• Textauszug
Es gab sie und es gibt sie immer wieder. Die Aufsehen erregenden Schnittstellen zwischen Fetisch und Fashion. Denn oft finden sich in der Mode Elemente, die wir aus dem BDSM– oder Fetischbereich kennen. Sodass man fragen könnte: Was war zuerst da? Haben die Designer:innen sich von Fetischen und BDSM-Accessoires inspirieren lassen? Oder haben erst Kinkster bestimmte Modetrends zum Fetisch auserkoren?
Die Geschichte von erotischer Mode
Sex und Mode gehören seit Menschengedenken zusammen. Selbst in den frühestens Überlieferungen der Menschheit findet man dafür Anzeichen. So kleideten sich die Menschen durch alle Epochen entsprechend dem jeweiligen Schönheitsideal und vor allem: Mit entsprechender Wirkung auf ihre Sexualpartner:innen. Besonders weibliche Geschlechtsmerkmale wurden bewusst betont. Sogar der Familienstand wurde durch bestimmte Kleidungsstücke zum Ausdruck gebracht.
Dabei gab es auch schon immer extreme Ausdrucksformen: Geishas schnürten sich die Füße ein, damit diese besonders zierlich wirken. Sie trugen extremes Make-Up und Frisuren. Im viktorianischen Zeitalter kultivierten Frauen in Europa die Wespentaille mit unnatürlich engen Korsetts. Naheliegend, dass mit der Zeit auch sexuelle Neigungen Ausdruck in der Mode fanden.
Nachdem Korsetts in den 20er und 30er Jahren immer mehr von Hüft- und Büstenhaltern abgelöst wurden, blieben Korsetts vor allem für erotische Zwecke erhalten. Zu dieser Zeit war es auch, dass die ersten pornografischen Fotografien auftauchten, auf denen Menschen bei SM-Aktivitäten in schwarzem Leder zu sehen waren.
Überbetonung weiblicher Formen und Schnürungen werden populär
In den 40ern erblickten die ersten Plateau-Absätze das Licht der Welt, sowie kegelförmige spitze BHs. Zu dieser Zeit entwickelte das Modehaus Dior auch den „New Look“, brachte unter anderem die Wespentaille-Mieder zurück und kombinierte sie mit Pfennigabsätzen und den besagten spitzen Büstenhaltern. Und auch die Männer kamen nicht zu kurz: In der Nachkriegszeit machte die Lederjacke nicht nur Marlon Brando zum Star, sondern ebnete auch den Weg für die Leather Culture.

• Deine Aufgaben
A) Welches Modehaus entwickelte laut dem Textauszug in den 40ern den „New Look“?
B) Gib für jede der folgenden Aussagen an, ob sie mit dem Textauszug übereinstimmt, und belege jede Antwort mit einem wörtlichen Zitat.
(i) Nachdem Hüft- und Büstenhalter die Korsetts abgelöst hatten, blieben Korsetts vor allem für erotische Zwecke erhalten.
(ii) Geishas schnürten sich die Taille ein, um eine Wespentaille zu erreichen.
(iii) Die Lederjacke ebnete in der Nachkriegszeit den Weg für die Leather Culture.

• Daten
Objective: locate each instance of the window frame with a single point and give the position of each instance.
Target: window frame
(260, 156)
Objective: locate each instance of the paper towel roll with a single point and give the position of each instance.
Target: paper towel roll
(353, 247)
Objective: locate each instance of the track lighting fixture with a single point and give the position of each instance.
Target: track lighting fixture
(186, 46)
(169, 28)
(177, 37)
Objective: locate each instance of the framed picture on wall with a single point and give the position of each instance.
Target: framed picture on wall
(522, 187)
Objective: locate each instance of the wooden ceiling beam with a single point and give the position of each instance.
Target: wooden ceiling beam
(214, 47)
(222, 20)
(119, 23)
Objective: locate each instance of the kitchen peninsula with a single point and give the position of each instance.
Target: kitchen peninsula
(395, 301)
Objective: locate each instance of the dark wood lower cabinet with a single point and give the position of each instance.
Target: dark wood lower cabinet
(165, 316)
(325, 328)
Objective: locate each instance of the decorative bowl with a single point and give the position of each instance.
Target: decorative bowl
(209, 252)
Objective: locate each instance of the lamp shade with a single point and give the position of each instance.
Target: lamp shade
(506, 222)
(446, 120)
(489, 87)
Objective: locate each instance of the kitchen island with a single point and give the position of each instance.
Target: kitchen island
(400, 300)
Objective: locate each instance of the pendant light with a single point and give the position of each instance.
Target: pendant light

• Als Antwort
A) Das Modehaus Dior.

B)
(i) Ja: „Nachdem Korsetts in den 20er und 30er Jahren immer mehr von Hüft- und Büstenhaltern abgelöst wurden, blieben Korsetts vor allem für erotische Zwecke erhalten.“
(ii) Nein: „Geishas schnürten sich die Füße ein, damit diese besonders zierlich wirken.“
(iii) Ja: „In der Nachkriegszeit machte die Lederjacke nicht nur Marlon Brando zum Star, sondern ebnete auch den Weg für die Leather Culture.“